■ Selected text
○ ○ ○

Organizing spreadsheets

August 15, 2017 Matt Hall

A couple of weeks ago I alluded to ill-formed spreadsheets in my post Murphy 's Law for Excel. Spreadsheets are clearly indispensable, and are definitely great for storing data and checking CSV files. But some spreadsheets need to die a horrible death. I'm talking about spreadsheets that look like this (click here for the entire sheet):

This spreadsheet has several problems. Among them:

The position of a piece of data changes how I interpret it. E.g. a blank row means 'new sheet' or 'new well'.
The cells contain a mixture of information (e.g. 'Site' and the actual data) and appear in varying units.
Some information is encoded by styles (e.g. using red to denote a mineral species). If you store your sheet as a CSV (which you should), this information will be lost.
Columns are hidden, there are footnotes, it's just a bit gross.

Using this spreadsheet to make plots, or reading it with software, with be a horrible experience. I will probably swear at my computer, suffer a repetitive strain injury, and go home early with a headache, cursing the muppet that made the spreadsheet in the first place. (Admittedly, I am the muppet that made this spreadsheet in this case, but I promise I did not invent these pathologies. I have seen them all.)

Let's make the world a better place

Consider making separate sheets for the following:

Raw data. This is important. See below.
Computed columns. There may be good reasons to keep these with the data.
Charts.
'Tabulated' data, like my bad spreadsheet above, with tables meant for summarization or printing.
Some metadata, either in the file properties or a separate sheet. Explain the purpose of the dataset, any major sources, important assumptions, and your contact details.
A rich description of each column, with its caveats and assumptions.

The all-important data sheet has its own special requirements. Here's my guide for a pain-free experience:

No computed fields or plots in the data sheet.
No hidden columns.
No semantic meaning in formatting (e.g. highlighting cells or bolding values).
Headers in the first row, only data in all the other rows.
The column headers should contain only a unique name and [units], e.g. Depth [m], Porosity [v/v].

○ ○ ○

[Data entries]
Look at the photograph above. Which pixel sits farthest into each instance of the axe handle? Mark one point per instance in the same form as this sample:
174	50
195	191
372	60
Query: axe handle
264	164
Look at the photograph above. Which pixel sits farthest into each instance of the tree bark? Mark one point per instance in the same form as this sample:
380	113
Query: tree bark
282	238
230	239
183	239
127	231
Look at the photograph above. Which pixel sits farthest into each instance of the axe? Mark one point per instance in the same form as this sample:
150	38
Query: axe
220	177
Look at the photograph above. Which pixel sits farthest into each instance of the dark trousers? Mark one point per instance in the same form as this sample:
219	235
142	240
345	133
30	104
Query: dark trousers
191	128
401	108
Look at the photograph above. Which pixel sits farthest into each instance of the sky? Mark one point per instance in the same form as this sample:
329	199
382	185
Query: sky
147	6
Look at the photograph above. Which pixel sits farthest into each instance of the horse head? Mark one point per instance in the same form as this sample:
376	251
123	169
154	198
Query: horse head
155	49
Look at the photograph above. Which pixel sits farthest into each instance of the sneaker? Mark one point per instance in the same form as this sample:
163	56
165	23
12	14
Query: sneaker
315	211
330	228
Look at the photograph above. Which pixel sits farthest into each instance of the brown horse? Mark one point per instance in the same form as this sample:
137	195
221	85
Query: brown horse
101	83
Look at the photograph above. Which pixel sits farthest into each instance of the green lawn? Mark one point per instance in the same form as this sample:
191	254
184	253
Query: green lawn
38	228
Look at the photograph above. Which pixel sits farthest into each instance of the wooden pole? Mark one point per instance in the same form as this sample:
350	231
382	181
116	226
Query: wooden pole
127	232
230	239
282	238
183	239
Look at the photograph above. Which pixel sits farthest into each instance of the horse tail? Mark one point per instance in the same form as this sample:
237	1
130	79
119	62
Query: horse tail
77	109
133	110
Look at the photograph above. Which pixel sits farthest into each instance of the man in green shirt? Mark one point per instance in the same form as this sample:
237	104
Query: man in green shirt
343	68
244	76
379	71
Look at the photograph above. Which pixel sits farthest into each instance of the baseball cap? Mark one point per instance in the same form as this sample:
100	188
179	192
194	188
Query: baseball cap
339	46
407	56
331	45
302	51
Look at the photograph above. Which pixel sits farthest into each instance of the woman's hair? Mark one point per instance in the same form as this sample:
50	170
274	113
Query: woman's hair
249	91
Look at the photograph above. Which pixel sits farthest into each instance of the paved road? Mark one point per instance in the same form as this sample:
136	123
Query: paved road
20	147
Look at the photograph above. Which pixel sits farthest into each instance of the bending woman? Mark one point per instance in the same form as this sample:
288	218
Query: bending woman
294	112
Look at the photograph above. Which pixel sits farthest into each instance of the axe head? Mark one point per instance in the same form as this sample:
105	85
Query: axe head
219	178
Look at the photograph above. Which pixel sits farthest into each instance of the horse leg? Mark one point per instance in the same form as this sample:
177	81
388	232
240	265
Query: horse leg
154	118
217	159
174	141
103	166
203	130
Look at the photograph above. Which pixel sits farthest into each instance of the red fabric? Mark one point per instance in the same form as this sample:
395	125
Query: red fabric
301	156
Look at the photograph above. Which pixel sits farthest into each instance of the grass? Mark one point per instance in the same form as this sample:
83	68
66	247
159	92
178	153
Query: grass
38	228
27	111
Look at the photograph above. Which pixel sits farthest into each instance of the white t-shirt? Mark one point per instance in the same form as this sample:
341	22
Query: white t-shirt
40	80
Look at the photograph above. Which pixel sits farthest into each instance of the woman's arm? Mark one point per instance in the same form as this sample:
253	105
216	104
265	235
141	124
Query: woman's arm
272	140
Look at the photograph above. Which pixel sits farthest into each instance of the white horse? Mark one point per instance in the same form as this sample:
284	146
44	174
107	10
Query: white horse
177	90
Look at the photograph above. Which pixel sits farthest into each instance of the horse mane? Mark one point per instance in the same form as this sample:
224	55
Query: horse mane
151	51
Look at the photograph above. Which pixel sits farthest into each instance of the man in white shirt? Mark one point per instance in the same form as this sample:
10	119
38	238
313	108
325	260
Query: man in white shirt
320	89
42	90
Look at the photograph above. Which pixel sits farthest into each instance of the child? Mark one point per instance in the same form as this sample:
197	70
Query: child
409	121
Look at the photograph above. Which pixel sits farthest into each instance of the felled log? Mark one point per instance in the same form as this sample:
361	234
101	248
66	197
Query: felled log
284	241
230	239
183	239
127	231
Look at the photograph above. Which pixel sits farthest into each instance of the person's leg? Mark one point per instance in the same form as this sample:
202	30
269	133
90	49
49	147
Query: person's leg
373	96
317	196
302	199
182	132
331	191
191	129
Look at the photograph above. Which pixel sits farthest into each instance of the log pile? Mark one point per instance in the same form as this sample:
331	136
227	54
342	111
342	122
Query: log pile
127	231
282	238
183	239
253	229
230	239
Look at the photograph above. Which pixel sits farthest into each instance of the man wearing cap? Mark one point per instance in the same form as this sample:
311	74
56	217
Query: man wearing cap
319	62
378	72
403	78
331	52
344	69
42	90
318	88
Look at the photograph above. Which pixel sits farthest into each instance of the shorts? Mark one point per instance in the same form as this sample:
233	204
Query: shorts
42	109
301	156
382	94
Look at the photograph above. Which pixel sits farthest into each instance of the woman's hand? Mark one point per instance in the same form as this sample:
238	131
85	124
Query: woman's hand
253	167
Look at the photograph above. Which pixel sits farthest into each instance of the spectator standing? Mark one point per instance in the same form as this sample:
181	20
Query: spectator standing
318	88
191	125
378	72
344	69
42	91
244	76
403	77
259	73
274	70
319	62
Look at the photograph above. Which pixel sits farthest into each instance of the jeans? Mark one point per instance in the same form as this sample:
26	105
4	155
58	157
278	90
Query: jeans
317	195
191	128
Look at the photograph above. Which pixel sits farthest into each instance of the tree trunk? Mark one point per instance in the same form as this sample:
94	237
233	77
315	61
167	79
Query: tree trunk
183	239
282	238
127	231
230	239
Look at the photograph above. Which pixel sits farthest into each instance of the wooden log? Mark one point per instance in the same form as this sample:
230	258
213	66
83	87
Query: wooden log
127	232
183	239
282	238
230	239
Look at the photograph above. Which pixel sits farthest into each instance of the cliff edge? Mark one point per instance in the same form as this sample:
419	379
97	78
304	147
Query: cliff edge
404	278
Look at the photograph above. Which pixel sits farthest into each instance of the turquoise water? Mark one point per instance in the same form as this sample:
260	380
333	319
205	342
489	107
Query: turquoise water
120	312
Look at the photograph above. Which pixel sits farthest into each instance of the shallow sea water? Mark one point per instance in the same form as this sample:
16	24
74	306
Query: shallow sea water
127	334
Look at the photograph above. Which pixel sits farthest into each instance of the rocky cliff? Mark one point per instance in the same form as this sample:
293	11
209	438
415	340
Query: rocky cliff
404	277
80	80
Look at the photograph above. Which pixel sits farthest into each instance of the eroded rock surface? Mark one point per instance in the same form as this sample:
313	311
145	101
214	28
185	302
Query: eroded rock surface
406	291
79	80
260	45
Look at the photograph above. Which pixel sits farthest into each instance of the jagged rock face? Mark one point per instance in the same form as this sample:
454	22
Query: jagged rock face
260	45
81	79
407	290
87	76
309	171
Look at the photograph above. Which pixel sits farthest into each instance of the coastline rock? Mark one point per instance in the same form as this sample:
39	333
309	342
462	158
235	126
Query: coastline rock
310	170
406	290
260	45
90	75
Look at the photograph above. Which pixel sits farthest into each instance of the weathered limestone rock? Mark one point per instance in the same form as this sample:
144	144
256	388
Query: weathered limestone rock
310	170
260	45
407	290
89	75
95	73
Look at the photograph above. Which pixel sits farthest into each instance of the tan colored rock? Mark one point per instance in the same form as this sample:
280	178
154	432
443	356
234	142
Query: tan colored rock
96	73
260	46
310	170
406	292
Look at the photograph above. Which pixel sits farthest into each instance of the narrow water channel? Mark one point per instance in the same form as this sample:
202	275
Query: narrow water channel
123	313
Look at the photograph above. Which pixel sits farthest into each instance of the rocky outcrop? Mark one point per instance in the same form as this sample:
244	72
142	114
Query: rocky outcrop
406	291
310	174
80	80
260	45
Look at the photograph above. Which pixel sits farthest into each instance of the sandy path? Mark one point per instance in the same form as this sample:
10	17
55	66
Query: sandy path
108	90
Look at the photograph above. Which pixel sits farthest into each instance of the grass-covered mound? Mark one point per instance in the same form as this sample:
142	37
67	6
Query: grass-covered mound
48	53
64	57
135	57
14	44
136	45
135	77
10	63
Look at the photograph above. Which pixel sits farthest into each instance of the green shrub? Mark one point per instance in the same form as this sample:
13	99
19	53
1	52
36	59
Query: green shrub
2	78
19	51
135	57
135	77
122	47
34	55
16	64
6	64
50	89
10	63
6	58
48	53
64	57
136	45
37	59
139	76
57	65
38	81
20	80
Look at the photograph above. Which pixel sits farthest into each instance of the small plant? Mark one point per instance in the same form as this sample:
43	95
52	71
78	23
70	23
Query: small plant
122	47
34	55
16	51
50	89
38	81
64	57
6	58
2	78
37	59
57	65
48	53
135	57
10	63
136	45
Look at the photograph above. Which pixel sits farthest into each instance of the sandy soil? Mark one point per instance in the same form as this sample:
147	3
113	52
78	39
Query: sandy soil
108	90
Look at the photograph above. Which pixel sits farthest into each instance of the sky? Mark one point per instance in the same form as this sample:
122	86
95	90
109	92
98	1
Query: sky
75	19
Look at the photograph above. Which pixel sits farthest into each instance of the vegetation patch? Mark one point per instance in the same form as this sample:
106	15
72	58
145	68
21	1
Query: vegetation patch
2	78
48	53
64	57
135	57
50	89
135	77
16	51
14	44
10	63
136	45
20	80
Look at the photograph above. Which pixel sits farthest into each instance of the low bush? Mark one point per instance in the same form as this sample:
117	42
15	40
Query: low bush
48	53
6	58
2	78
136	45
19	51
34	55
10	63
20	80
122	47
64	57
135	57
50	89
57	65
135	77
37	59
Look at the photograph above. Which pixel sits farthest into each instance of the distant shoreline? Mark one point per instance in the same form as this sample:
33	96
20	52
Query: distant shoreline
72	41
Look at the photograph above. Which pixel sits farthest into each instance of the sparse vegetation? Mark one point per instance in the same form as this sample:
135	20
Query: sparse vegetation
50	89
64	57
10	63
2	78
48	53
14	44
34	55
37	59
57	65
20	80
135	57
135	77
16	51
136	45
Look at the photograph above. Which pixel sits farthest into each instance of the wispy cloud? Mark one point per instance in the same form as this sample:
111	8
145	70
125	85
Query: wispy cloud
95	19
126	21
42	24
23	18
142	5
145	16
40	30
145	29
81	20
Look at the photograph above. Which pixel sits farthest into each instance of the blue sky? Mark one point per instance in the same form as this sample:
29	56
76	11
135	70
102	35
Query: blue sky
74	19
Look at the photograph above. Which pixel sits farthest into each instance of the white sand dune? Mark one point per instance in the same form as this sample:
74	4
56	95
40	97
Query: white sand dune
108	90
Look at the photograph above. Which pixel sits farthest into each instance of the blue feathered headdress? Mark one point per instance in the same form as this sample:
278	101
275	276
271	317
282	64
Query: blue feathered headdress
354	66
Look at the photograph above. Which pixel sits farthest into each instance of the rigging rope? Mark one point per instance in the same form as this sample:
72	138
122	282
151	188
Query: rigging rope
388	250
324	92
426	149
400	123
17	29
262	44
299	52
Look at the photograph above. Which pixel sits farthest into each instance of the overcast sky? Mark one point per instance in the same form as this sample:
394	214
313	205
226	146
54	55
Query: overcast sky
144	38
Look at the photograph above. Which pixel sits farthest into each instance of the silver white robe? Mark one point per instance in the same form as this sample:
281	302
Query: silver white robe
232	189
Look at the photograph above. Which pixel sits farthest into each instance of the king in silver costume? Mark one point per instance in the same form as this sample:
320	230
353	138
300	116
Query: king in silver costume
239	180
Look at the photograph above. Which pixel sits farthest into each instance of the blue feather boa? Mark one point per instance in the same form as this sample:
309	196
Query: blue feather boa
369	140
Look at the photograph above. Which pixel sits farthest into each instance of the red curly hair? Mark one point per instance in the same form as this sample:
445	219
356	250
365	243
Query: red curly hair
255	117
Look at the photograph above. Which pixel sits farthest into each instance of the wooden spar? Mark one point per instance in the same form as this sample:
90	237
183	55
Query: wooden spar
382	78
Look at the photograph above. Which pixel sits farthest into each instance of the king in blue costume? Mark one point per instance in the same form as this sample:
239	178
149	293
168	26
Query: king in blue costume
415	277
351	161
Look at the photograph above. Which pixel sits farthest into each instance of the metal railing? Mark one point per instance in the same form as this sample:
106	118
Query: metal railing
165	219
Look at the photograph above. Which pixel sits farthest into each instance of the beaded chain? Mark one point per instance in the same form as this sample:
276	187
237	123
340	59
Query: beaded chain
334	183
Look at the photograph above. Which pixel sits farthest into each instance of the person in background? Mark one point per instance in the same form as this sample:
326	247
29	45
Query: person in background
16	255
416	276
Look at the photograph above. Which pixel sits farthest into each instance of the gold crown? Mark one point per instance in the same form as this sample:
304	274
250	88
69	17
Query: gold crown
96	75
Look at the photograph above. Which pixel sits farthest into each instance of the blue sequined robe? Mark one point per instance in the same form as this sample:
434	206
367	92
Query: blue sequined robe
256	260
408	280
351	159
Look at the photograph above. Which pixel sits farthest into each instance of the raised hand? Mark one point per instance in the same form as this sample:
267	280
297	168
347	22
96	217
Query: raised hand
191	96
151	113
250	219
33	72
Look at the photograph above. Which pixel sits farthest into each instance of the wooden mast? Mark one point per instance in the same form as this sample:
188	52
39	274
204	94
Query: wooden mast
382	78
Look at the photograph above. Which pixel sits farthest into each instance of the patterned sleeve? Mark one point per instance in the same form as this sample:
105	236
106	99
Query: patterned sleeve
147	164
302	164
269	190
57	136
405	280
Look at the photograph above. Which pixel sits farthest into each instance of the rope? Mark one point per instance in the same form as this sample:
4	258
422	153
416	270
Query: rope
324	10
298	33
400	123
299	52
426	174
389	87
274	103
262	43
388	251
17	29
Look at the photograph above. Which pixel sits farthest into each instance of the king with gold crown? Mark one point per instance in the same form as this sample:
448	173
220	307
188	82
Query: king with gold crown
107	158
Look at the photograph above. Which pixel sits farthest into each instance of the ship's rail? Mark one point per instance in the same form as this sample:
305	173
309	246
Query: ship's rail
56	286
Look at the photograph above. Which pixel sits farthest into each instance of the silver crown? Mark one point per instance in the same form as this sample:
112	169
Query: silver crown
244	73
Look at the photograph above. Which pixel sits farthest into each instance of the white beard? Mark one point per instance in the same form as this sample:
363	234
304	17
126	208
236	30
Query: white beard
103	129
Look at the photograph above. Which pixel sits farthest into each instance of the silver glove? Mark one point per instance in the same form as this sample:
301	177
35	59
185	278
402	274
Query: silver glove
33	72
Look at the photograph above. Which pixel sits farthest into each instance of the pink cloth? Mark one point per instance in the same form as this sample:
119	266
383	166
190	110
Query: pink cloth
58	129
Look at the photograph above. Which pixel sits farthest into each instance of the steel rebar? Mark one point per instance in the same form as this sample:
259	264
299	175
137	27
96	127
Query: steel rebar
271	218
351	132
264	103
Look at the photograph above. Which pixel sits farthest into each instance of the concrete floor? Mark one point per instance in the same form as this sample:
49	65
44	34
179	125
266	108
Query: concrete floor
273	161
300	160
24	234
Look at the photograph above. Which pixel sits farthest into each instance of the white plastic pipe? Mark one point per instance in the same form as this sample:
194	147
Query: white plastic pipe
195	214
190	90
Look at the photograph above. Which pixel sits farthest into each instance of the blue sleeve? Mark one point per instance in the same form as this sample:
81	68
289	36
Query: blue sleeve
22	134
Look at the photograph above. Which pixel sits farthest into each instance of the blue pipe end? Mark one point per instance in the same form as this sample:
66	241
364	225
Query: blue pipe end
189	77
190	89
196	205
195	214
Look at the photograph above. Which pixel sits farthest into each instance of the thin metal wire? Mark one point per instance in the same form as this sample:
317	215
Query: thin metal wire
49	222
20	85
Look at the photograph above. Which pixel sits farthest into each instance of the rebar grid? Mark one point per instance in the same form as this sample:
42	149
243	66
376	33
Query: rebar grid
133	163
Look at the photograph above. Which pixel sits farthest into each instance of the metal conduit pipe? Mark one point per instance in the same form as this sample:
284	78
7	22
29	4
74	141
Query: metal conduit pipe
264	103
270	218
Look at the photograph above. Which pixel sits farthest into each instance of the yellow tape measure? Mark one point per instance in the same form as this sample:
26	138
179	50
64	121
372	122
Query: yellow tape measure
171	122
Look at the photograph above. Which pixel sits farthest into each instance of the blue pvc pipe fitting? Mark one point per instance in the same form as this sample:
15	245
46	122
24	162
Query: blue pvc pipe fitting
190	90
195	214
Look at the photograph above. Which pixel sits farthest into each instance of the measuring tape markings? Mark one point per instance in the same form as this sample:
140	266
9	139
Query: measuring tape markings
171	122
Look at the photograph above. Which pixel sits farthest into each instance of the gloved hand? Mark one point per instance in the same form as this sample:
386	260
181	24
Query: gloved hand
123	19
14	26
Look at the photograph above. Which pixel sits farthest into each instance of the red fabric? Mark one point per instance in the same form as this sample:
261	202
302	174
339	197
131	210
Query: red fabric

○ ○ ○

■ Questions on the material
- 1) Reproduce word for word the passage of the post on organizing spreadsheets starting at "Using this spreadsheet" and ending at "your contact details.".
- 2) Write the next part of the post on organizing spreadsheets, picking up right after its last sentence.

■ Answers per task
- 1)
Using this spreadsheet to make plots, or reading it with software, with be a horrible experience. I will probably swear at my computer, suffer a repetitive strain injury, and go home early with a headache, cursing the muppet that made the spreadsheet in the first place. (Admittedly, I am the muppet that made this spreadsheet in this case, but I promise I did not invent these pathologies. I have seen them all.)

Let's make the world a better place

Consider making separate sheets for the following:

Raw data. This is important. See below.
Computed columns. There may be good reasons to keep these with the data.
Charts.
'Tabulated' data, like my bad spreadsheet above, with tables meant for summarization or printing.
Some metadata, either in the file properties or a separate sheet. Explain the purpose of the dataset, any major sources, important assumptions, and your contact details.

- 2)
Only one type of data per column: text OR numbers, discrete categories OR continuous scalars.
No units in numeric data cells, only quantities. Record depth as 500, not 500 m.
Avoid keys or abbreviations: use Sandstone, Limestone, Shale, not Ss, Ls, Sh.
Zero means zero, empty cell means no data.
Only one unit per column. (You only use SI units right?)
Attribution! Include a citation or citations for every record.
If you have two distinct types or sources of data, e.g. grain size from sieve analysis and grain size from photomicrographs, then use two different columns.
Personally, I like the data sheet to be the first sheet in the file, but maybe that's just me.
Check that it turns into a valid CSV so you can use this awesome format.
After all that, here's what we have (click here for the entire sheet):

The same data as the first image, but improved. The long strings in columns 3 and 4 are troublesome, but we can tolerate them. Click to enlarge.

Maybe the 'clean' analysis-friendly sheet looks boring to you, but to me it looks awesome. Above all, it's easy to use for SCIENCE! And I won't have to go home with a headache.

The data in this post came from this Cretaceous shale dataset [XLS file] from the government of Manitoba. Their spreadsheet is pretty good and only breaks a couple of my golden rules. Here's my version with the broken and fixed spreadsheets shown here. Let me know if you spot something else that should be fixed!